- TEXTE PROPOSÉ
╭──

Le plaisir de tout péter

La corde d’une guitare qui casse, la coulisse d’un trombone qui se déboite, un ordinateur qui plante: ce genre de bricoles fait partie de la vie de tous les musiciens. Mais qu’est-ce qu’on peut bien faire quand un instrument se casse, se démantibule, agonise?

On raconte souvent cette histoire qui serait arrivée au violoniste Itzhak Perlman: en 1995, au Lincoln Center de New York, alors qu’il allait se lancer dans l’exécution d’un concerto pour violon (je n’ai pas réussi à retrouver lequel), une des cordes de son instrument se rompt. Léger moment de flottement, mais Perlman y va tout de même, et joue la pièce sur les trois cordes restantes.

Ceci pour dire que, face à un instrument défectueux, on peut adopter plusieurs attitudes. On peut baisser les bras, faire silence, aller chercher un basson dans le backline ou rebooter son ordinateur en bredouillant des excuses (ça m’est arrivé, je vous en parlais ici). Ou alors, si l’instrument est encore capable de produire un son acceptable, on peut faire “comme si rien n’était arrivé” – c’est l’anecdote de Perlman. Pour le dire autrement: on peut jouer d’un instrument cassé en cachant qu’il l’est, c’est-à-dire en lui faisant produire une musique qu’on dirait indemne malgré les dégâts. Et puis, il y a une troisième manière de faire. Elle consisterait à capitaliser sur le dommage pour chercher un nouveau jeu et un nouveau son, bref: à estimer dans quelle mesure l’avarie est une porte ouverte sur autre chose.

╰──

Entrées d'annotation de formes
╭──

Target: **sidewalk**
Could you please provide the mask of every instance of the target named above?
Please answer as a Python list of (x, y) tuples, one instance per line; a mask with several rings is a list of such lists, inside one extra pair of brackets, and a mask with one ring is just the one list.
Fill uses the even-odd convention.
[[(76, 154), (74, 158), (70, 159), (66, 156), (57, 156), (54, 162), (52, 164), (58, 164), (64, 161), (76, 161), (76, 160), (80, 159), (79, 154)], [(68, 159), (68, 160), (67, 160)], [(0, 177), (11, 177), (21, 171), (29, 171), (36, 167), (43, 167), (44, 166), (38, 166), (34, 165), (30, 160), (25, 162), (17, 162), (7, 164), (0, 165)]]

╰──
╭──

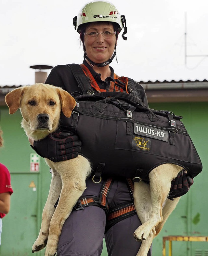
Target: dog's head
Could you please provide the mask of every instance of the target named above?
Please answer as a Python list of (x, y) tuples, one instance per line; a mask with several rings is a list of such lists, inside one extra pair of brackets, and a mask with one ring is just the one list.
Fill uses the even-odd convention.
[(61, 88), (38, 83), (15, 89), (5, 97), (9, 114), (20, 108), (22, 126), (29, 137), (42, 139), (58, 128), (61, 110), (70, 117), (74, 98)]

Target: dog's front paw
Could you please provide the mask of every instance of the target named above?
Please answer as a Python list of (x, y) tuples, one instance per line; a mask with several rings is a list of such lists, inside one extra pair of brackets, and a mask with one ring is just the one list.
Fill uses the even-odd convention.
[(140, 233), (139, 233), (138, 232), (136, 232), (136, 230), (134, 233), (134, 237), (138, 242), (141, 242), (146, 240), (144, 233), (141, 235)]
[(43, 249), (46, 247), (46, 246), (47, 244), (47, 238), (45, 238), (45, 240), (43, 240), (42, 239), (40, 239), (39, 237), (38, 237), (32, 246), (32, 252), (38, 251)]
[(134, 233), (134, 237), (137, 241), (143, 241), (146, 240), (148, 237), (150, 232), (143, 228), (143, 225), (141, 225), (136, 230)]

╰──

- TRAVAIL DEMANDÉ
**1.** Les affirmations suivantes concordent-elles avec le texte sur les instruments cassés ? Répondez par oui ou par non à chacune, en citant exactement les mots du texte qui permettent de trancher. (a) Perlman a joué la pièce sur les trois cordes qui restaient. (b) L'auteur sait quel concerto Perlman s'apprêtait à jouer. (c) L'histoire de Perlman se serait déroulée en 1995 au Lincoln Center.
**2.** Recopiez le passage du texte sur les instruments cassés qui va de « Le plaisir de » jusqu’à « se démantibule, agonise? », en substituant « saxophone » à « trombone ».

- RÉPONSES
**1.**
(a) Oui : « joue la pièce sur les trois cordes restantes ».
(b) Non : « je n’ai pas réussi à retrouver lequel ».
(c) Oui : « en 1995, au Lincoln Center de New York ».

**2.**
Le plaisir de tout péter

La corde d’une guitare qui casse, la coulisse d’un saxophone qui se déboite, un ordinateur qui plante: ce genre de bricoles fait partie de la vie de tous les musiciens. Mais qu’est-ce qu’on peut bien faire quand un instrument se casse, se démantibule, agonise?